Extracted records
......

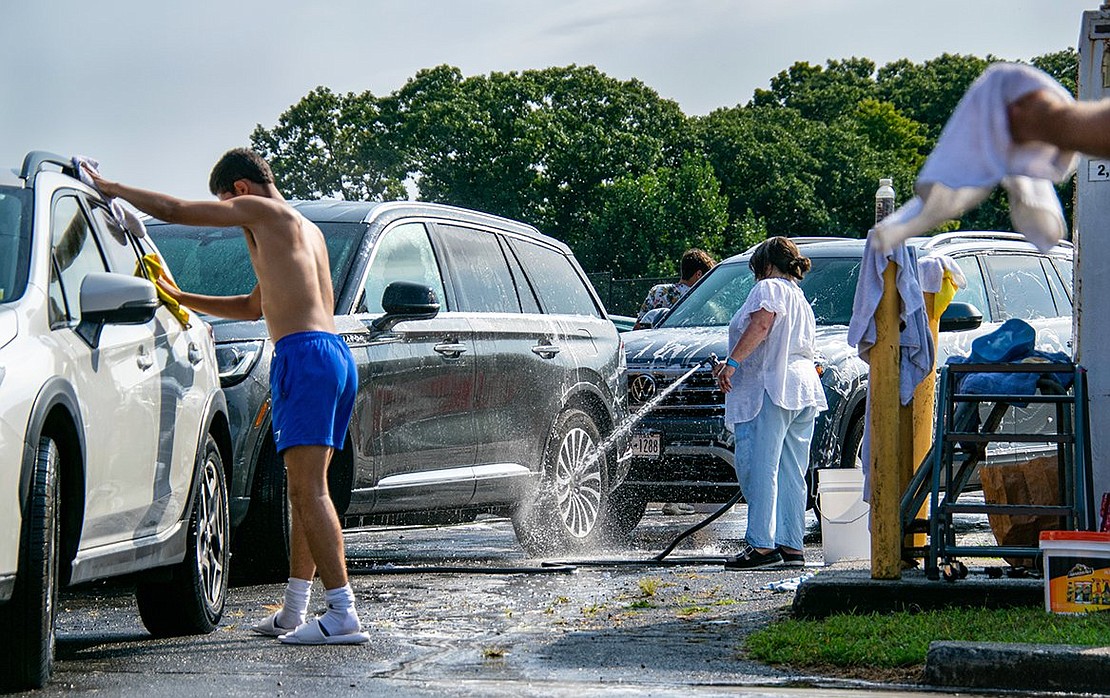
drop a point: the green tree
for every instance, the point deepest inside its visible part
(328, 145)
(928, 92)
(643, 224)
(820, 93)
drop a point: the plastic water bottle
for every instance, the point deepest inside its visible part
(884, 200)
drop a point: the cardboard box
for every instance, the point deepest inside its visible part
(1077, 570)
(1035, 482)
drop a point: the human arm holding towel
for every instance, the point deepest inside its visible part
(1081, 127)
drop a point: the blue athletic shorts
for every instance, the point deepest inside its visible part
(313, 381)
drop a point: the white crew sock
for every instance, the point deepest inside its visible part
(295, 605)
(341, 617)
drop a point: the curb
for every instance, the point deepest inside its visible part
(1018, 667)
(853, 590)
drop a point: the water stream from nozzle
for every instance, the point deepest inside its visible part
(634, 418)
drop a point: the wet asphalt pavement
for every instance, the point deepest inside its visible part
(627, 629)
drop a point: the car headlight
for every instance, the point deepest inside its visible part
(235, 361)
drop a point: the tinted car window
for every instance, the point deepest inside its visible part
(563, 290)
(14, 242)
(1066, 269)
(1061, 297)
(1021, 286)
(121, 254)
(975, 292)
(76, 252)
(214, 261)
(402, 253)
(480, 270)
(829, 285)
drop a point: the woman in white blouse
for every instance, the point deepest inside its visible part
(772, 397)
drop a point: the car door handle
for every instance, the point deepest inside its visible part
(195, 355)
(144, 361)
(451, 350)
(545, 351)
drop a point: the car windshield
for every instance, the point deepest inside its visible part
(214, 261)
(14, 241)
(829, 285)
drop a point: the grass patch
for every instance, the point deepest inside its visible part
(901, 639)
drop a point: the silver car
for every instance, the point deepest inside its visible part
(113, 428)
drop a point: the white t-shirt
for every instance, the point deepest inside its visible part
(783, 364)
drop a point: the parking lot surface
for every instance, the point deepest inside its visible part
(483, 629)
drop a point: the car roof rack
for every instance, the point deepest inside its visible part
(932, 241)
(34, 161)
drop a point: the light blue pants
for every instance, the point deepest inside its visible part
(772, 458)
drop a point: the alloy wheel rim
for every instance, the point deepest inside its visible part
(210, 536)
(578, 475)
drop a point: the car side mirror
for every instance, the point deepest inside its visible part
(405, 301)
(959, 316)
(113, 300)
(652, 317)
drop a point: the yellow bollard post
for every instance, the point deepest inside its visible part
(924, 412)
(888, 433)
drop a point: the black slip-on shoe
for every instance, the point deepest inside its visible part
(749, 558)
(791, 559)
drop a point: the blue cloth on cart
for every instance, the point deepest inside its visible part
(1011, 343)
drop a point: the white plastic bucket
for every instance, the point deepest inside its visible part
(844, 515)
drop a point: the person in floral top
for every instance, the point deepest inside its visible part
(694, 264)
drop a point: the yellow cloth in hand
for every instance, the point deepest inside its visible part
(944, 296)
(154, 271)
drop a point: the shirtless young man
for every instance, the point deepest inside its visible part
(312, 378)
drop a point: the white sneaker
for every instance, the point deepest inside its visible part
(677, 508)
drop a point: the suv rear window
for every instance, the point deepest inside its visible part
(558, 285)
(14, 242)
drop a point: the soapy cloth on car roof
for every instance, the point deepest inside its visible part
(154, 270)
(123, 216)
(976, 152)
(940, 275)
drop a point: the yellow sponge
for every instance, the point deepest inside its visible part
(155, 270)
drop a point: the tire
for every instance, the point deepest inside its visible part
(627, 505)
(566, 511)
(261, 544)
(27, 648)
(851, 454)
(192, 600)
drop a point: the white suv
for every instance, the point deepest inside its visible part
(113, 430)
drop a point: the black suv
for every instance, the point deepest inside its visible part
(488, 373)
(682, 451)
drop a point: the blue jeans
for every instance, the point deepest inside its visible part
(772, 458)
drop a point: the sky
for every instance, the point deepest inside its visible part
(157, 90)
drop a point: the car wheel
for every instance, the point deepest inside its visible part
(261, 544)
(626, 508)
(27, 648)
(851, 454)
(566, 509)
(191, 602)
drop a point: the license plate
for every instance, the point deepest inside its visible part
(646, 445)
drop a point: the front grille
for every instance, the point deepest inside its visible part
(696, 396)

......

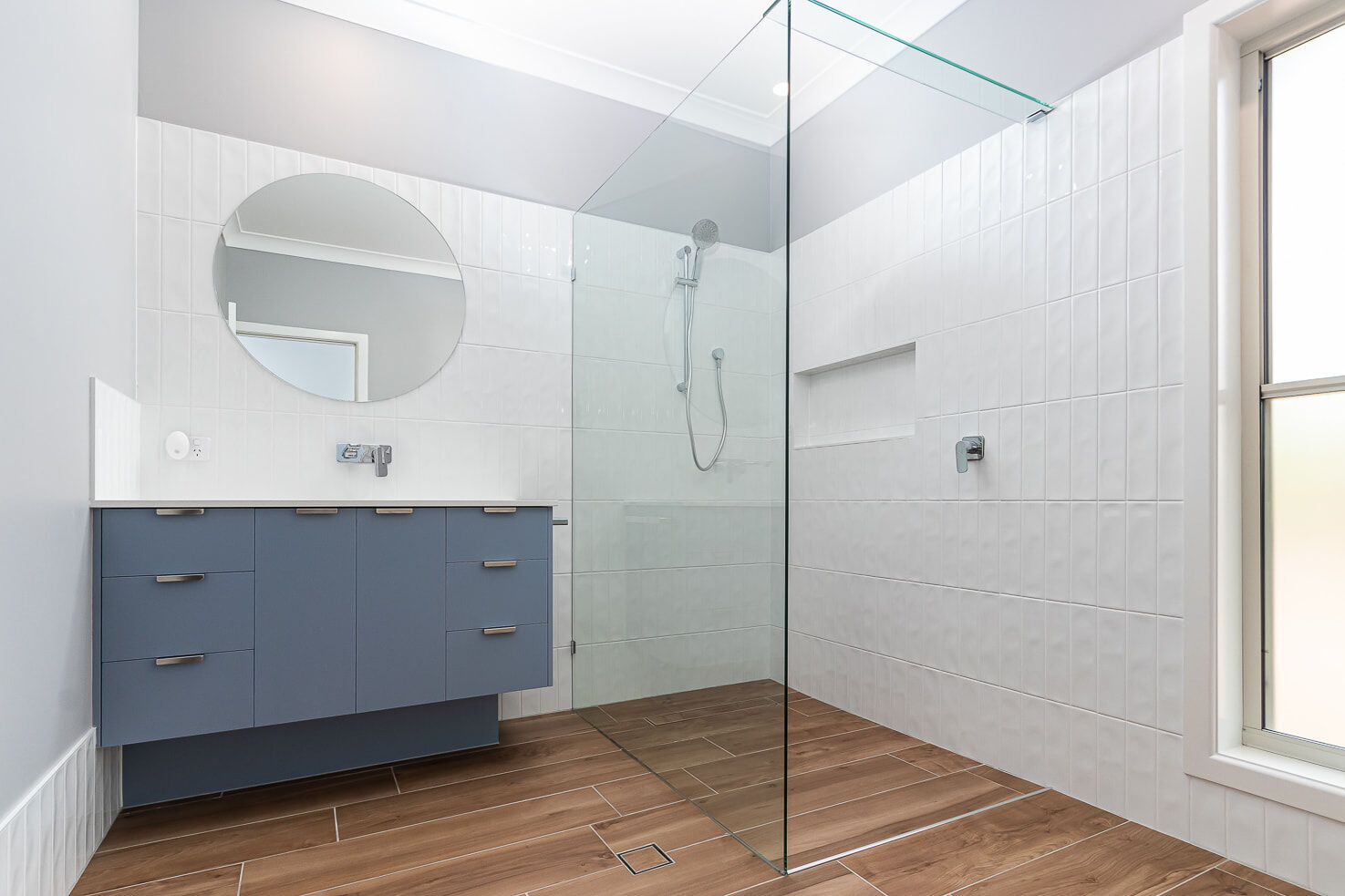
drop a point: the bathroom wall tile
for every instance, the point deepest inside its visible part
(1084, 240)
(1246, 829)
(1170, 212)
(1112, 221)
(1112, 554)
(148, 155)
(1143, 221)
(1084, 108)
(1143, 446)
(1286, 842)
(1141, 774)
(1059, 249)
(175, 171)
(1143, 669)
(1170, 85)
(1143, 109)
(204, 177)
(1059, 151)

......

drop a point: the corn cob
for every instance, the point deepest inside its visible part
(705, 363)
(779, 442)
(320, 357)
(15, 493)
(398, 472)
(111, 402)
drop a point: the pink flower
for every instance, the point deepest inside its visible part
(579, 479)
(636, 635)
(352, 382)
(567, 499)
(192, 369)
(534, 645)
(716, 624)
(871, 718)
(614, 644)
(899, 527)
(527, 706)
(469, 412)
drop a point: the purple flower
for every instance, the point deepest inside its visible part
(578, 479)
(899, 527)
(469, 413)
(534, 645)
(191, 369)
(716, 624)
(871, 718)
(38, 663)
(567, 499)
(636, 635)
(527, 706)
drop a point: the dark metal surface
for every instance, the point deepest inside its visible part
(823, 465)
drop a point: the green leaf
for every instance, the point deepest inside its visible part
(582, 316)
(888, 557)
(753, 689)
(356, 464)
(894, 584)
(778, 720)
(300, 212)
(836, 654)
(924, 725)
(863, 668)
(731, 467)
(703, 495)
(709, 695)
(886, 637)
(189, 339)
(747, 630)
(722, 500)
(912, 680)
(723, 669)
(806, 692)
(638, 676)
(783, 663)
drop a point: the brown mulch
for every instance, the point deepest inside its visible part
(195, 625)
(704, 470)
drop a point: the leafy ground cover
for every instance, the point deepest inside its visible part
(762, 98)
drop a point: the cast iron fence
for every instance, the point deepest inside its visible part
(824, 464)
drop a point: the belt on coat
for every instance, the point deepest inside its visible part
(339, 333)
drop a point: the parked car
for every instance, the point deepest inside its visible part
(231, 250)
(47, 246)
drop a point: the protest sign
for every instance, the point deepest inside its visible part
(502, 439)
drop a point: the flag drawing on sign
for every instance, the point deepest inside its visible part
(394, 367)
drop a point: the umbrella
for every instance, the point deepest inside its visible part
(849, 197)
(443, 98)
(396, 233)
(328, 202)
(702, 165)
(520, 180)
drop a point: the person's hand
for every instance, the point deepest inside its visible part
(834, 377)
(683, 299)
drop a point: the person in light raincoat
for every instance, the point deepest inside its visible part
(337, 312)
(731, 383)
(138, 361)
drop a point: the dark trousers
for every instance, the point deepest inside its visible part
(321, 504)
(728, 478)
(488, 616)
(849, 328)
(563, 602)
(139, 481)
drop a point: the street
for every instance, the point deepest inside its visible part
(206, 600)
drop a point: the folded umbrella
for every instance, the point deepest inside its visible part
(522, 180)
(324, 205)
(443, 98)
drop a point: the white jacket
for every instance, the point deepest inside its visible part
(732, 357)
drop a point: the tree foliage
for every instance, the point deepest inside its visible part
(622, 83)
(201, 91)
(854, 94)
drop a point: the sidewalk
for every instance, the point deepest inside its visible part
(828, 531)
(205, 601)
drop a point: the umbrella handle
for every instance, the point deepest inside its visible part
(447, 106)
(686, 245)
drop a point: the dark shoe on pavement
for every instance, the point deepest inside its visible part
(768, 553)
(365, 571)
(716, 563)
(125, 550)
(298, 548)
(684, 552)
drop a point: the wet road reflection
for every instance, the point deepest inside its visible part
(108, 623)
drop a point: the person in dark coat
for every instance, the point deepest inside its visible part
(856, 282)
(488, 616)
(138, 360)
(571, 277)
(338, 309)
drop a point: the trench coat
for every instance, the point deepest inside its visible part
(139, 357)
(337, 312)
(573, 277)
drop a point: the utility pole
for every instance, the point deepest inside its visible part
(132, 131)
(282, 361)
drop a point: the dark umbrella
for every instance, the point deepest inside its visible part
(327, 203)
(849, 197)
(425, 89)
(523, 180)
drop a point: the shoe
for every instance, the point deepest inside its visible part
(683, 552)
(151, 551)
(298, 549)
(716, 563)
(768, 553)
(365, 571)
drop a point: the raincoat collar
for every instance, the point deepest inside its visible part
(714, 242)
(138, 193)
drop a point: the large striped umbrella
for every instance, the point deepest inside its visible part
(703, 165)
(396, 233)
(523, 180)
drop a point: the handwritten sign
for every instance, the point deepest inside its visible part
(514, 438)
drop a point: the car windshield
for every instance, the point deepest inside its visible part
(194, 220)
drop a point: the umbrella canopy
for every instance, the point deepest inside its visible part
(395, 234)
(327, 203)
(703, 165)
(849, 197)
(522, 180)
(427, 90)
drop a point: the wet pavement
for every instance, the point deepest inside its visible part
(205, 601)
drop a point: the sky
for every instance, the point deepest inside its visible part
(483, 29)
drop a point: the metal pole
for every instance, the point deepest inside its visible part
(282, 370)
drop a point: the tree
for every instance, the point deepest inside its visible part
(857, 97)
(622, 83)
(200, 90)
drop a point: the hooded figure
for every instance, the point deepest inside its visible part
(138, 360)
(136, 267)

......

Respond with only the number of lines in the records that include the word "handle".

__Written solution__: 2